# [Instructions to follow]
Before you finish, make sure every line below has been written out exactly.

Extracted data entries:

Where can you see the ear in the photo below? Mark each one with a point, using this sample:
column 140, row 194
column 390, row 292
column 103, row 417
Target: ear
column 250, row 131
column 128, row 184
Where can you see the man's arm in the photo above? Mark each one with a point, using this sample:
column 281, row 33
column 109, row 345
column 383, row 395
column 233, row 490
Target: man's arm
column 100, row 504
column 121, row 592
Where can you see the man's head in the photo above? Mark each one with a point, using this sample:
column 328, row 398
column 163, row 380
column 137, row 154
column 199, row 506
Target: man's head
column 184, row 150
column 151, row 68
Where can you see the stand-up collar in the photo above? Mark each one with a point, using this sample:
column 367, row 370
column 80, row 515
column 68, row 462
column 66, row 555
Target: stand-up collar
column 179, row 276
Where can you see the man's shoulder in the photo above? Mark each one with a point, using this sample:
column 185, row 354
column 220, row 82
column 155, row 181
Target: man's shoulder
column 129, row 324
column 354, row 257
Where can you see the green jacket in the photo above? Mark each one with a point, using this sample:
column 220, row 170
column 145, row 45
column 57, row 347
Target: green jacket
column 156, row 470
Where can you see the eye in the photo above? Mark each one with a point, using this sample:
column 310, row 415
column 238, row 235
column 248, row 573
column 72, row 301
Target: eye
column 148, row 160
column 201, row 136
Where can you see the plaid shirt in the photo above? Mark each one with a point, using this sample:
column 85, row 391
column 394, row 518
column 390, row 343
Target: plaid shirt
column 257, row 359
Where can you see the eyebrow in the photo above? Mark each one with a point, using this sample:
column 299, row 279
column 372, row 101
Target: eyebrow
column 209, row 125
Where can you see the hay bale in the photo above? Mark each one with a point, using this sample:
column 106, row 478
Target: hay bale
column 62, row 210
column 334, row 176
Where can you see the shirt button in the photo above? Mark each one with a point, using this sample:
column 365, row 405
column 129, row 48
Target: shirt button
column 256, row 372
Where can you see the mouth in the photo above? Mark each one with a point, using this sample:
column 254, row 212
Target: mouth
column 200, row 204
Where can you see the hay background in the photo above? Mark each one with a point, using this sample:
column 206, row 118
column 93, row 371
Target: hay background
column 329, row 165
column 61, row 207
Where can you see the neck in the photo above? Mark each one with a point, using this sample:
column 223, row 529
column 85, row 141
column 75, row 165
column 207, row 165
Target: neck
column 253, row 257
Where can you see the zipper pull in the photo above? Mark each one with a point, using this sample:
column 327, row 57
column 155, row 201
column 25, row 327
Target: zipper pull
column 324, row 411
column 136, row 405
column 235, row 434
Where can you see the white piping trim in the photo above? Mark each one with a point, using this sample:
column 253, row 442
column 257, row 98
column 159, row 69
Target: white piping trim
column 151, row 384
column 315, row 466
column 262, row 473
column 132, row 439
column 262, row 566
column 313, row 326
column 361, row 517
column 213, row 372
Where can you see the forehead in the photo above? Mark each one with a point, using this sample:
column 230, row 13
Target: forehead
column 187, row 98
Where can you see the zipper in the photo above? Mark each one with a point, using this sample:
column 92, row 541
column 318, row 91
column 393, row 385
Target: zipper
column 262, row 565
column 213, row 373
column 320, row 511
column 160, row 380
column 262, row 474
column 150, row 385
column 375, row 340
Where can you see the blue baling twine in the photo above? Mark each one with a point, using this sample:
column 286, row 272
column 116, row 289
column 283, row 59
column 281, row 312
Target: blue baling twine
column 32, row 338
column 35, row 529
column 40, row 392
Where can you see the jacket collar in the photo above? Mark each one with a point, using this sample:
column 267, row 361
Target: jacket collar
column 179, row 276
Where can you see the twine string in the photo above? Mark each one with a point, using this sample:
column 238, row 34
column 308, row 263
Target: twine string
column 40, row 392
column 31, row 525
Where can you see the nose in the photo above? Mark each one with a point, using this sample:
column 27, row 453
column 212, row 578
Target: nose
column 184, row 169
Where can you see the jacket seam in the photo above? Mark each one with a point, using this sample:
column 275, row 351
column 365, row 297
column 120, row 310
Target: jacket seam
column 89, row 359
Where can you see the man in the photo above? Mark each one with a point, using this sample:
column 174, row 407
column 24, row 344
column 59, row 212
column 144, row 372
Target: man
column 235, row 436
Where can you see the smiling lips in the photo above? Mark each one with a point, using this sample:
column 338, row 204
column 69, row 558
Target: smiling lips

# [Solution to this exercise]
Where can you see the ear in the photo below? Mark each one with a point, using this sample:
column 140, row 194
column 390, row 292
column 103, row 417
Target: ear
column 250, row 131
column 128, row 184
Where can you see the man's arm in the photo above? Mark each one with a point, using this sample:
column 281, row 33
column 109, row 345
column 383, row 395
column 233, row 490
Target: man's arm
column 100, row 504
column 121, row 592
Where can you see the man's head in the photo above? Mark each one with a point, using this sample:
column 328, row 398
column 163, row 380
column 137, row 154
column 199, row 506
Target: man's head
column 184, row 150
column 151, row 68
Where can you see the stand-up collar in the photo above? Mark each one with a point, using this sample:
column 367, row 370
column 80, row 515
column 68, row 462
column 66, row 555
Target: stand-up collar
column 179, row 276
Where can you see the man's shoulder in the photo above? Mark each one with a point, using this sample:
column 185, row 354
column 220, row 82
column 155, row 181
Target: man's shoulder
column 129, row 324
column 354, row 257
Where can you see the green jacket in the photo above? Mark each one with a point, using this sample:
column 220, row 170
column 145, row 45
column 57, row 347
Target: green jacket
column 156, row 470
Where can you see the eye in the photo above? Mark each one with a point, using this sample:
column 310, row 415
column 238, row 235
column 248, row 573
column 72, row 301
Target: eye
column 148, row 160
column 201, row 136
Where can you see the plaid shirt in the photo above? Mark each one with a point, using this sample:
column 85, row 391
column 394, row 518
column 390, row 343
Target: plaid shirt
column 257, row 359
Where can you see the eyebrow in the photo above? Mark each one with a point, using this sample:
column 299, row 279
column 372, row 101
Target: eyebrow
column 209, row 125
Where can you see the hay bale in the photo above? Mark each one with a point, using this sample:
column 106, row 478
Target: hay bale
column 62, row 210
column 334, row 176
Where can you see the shirt button in the photo above? Mark each one with a point, using this sample:
column 365, row 405
column 129, row 48
Target: shirt button
column 256, row 372
Where can you see the mouth in the photo above? Mark each one with a point, using this sample:
column 254, row 212
Target: mouth
column 200, row 204
Where can you see the hay background in the photo above? Mark each one with a point, using this sample:
column 206, row 118
column 93, row 371
Target: hay background
column 329, row 165
column 61, row 207
Where can you see the neck in the photo above? Mark each one with a point, using this sample:
column 223, row 529
column 85, row 141
column 75, row 165
column 207, row 165
Target: neck
column 253, row 257
Where can you see the zipper pull in the photo above? Mark each one with a point, using this sample:
column 327, row 57
column 155, row 201
column 25, row 327
Target: zipper pull
column 324, row 411
column 136, row 405
column 235, row 434
Where can you see the white piping trim in the photo above? Mark each one with a point, using this sample:
column 253, row 442
column 257, row 98
column 159, row 69
Target: white piping trim
column 151, row 384
column 315, row 466
column 262, row 473
column 132, row 439
column 262, row 566
column 313, row 326
column 361, row 517
column 213, row 372
Where can you see the forehead in the photo above? Mark each one with a point, using this sample:
column 230, row 13
Target: forehead
column 187, row 98
Where can you see the zipper in the photo above? Mark each one with a point, using this sample:
column 92, row 541
column 318, row 91
column 393, row 385
Target: zipper
column 262, row 565
column 213, row 373
column 320, row 511
column 160, row 380
column 262, row 474
column 150, row 385
column 375, row 340
Where can you see the blue baling twine in the photo above? Mark each one with a point, using this sample:
column 286, row 272
column 116, row 289
column 283, row 59
column 281, row 312
Target: blue baling twine
column 32, row 338
column 35, row 529
column 40, row 392
Where can you see the jacket collar in the photo above? Mark each one with a point, using this sample:
column 267, row 361
Target: jacket collar
column 179, row 276
Where can you see the twine string in the photo above? Mark each one with a point, using this sample:
column 238, row 34
column 308, row 263
Target: twine string
column 40, row 392
column 31, row 525
Where can you see the nose in the photo above? Mark each one with a point, using this sample:
column 27, row 453
column 212, row 578
Target: nose
column 184, row 169
Where can you see the jacket seam in the photo above? Mark each one with a point, using this sample:
column 275, row 351
column 365, row 297
column 120, row 310
Target: jacket seam
column 89, row 359
Where can you see the man in the photo above? Mark each one with a point, using this sample:
column 174, row 407
column 24, row 344
column 59, row 212
column 144, row 372
Target: man
column 235, row 436
Where can you see the smiling lips in the photo above? Mark each one with a point, using this sample:
column 338, row 204
column 69, row 558
Target: smiling lips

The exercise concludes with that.